■ Request
Which lines in the material below contain the word "yellow"? Copy each of them, treating case as significant.
..............................
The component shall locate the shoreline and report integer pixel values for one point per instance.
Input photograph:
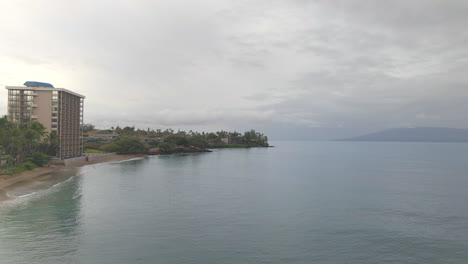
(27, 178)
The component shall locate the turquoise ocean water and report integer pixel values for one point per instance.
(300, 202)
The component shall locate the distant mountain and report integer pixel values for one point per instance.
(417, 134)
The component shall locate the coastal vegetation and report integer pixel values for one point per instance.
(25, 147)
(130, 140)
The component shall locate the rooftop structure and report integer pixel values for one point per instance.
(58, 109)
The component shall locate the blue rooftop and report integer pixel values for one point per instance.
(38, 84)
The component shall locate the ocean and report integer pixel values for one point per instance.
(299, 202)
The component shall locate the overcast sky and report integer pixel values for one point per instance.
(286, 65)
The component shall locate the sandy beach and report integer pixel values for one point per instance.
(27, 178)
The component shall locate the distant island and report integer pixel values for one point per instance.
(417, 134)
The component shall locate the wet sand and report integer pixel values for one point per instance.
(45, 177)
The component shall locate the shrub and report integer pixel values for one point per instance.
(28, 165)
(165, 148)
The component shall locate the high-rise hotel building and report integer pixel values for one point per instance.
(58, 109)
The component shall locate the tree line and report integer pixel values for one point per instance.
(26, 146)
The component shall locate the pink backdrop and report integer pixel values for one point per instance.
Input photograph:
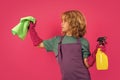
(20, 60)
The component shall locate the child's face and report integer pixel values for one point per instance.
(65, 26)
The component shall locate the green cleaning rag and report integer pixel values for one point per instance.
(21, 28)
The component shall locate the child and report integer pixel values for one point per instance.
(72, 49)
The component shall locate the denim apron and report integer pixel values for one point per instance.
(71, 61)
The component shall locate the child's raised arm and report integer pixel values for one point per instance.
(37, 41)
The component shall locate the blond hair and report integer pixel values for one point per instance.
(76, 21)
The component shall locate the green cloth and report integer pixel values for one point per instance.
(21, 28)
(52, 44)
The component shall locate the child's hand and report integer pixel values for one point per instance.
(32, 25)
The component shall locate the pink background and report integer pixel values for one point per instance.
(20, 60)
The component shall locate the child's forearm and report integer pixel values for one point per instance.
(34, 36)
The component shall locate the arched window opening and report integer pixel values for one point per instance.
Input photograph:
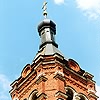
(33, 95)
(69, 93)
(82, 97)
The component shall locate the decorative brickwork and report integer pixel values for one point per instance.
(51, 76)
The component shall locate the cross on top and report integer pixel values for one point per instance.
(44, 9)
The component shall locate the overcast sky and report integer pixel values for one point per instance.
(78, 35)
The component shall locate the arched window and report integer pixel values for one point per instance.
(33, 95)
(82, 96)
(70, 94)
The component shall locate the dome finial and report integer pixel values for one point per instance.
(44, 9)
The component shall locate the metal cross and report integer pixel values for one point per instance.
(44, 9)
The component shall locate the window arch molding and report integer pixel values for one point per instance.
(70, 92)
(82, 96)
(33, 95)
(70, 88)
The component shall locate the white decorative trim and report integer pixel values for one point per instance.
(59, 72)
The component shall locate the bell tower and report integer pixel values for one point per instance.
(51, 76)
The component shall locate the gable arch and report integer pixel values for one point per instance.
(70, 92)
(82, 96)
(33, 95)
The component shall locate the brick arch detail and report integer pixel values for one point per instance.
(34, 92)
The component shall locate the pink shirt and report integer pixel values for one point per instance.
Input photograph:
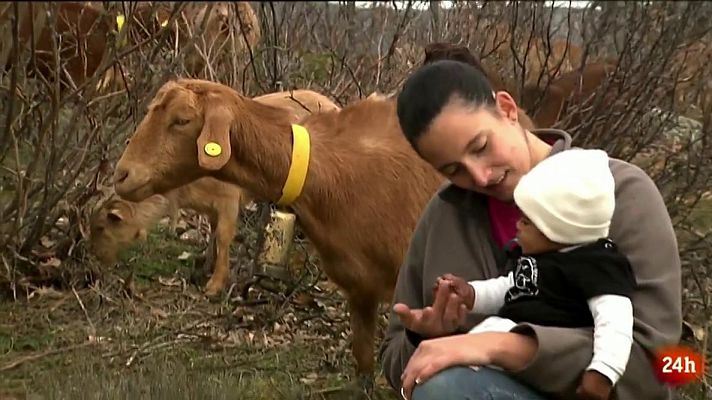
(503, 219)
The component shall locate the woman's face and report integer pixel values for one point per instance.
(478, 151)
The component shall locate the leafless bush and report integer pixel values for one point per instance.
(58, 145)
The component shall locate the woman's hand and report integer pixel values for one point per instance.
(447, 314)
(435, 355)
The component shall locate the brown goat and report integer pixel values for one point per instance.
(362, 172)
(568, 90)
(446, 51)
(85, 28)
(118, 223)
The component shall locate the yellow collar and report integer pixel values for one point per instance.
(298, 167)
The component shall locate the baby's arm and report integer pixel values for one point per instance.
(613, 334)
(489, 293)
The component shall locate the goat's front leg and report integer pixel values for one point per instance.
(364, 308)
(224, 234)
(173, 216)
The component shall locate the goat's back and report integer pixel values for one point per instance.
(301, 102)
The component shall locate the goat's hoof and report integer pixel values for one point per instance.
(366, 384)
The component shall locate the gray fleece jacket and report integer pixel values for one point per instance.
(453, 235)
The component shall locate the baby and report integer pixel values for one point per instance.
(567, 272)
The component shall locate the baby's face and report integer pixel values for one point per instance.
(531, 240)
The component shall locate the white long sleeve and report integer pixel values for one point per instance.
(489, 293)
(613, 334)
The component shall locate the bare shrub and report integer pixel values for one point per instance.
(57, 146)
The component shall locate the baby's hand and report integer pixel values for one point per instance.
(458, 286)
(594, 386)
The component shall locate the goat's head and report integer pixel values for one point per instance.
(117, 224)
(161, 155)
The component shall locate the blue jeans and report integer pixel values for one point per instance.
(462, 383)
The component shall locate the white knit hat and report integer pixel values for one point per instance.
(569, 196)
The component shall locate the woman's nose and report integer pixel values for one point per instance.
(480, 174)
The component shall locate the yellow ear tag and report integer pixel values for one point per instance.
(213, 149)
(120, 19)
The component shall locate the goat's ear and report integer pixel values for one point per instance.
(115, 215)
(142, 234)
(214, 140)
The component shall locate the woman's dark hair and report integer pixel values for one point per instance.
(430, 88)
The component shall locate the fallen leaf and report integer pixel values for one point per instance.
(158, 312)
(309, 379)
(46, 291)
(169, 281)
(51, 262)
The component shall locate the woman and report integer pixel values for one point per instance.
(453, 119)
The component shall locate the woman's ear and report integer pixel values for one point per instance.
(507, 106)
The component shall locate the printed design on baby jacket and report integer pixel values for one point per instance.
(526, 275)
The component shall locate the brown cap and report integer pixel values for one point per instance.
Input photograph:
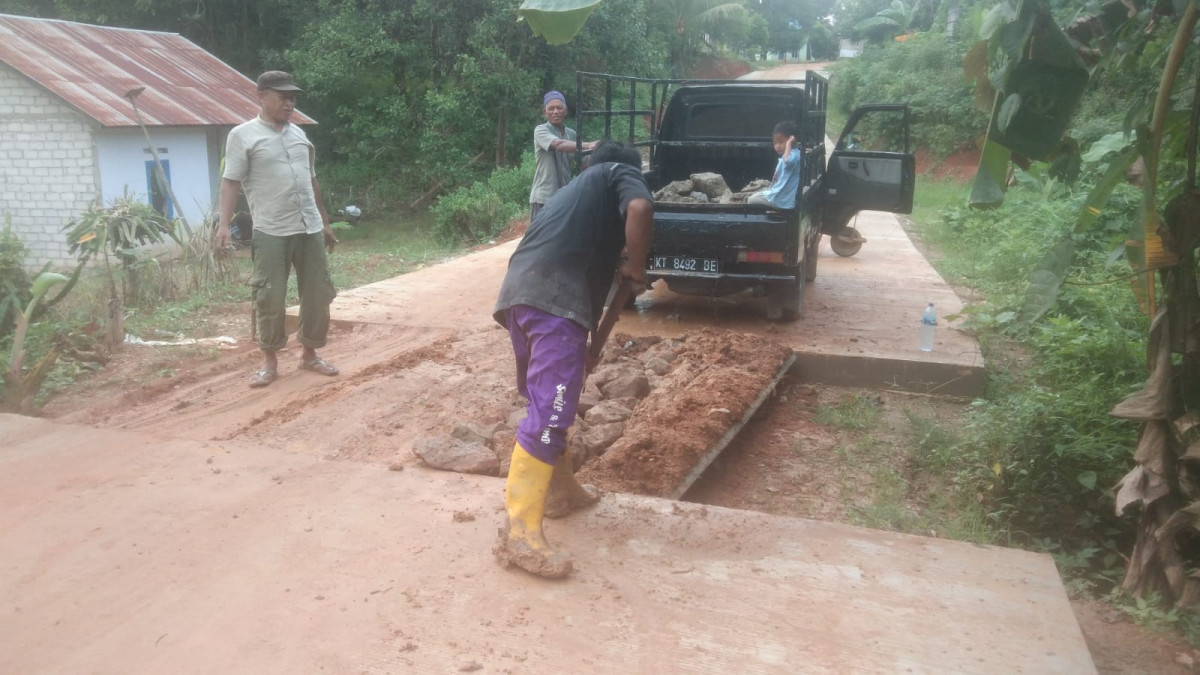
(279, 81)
..............................
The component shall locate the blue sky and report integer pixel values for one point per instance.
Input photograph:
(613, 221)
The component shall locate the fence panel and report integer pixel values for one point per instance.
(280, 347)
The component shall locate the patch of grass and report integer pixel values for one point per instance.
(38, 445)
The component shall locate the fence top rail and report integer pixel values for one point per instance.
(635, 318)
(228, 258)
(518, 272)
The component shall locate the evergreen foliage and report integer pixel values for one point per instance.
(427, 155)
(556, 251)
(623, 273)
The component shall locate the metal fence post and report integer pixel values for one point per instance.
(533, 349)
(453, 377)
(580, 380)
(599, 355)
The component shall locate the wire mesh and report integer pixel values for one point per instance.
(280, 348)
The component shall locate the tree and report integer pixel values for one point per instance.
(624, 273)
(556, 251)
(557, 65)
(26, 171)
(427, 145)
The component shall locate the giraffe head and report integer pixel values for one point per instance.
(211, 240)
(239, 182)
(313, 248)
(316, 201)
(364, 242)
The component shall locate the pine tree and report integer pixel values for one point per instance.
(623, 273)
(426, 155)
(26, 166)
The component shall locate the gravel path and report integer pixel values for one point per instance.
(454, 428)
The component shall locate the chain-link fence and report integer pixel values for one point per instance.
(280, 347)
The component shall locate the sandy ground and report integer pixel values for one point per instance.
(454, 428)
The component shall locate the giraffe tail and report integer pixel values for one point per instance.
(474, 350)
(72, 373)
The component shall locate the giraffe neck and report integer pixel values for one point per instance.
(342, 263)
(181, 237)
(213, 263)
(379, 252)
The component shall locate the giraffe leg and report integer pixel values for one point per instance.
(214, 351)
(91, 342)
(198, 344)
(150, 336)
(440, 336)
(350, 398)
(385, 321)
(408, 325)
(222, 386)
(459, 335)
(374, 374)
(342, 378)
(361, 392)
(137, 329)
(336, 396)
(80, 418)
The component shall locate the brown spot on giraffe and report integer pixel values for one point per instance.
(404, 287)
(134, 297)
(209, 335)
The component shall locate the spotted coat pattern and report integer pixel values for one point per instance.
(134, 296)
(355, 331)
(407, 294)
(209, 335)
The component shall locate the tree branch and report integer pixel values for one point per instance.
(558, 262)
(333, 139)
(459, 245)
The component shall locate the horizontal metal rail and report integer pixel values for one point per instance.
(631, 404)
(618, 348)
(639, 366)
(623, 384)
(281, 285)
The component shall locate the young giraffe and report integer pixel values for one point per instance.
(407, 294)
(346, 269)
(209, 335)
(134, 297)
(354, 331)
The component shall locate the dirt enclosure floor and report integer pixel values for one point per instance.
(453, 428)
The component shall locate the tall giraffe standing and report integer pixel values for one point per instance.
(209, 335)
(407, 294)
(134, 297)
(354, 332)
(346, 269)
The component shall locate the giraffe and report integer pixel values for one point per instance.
..............................
■ Task answer
The component shall locate the yellow collar and report integer pixel values for one point per instance.
The component shall locate the yellow ear tag and report integer pixel values for one point per instance.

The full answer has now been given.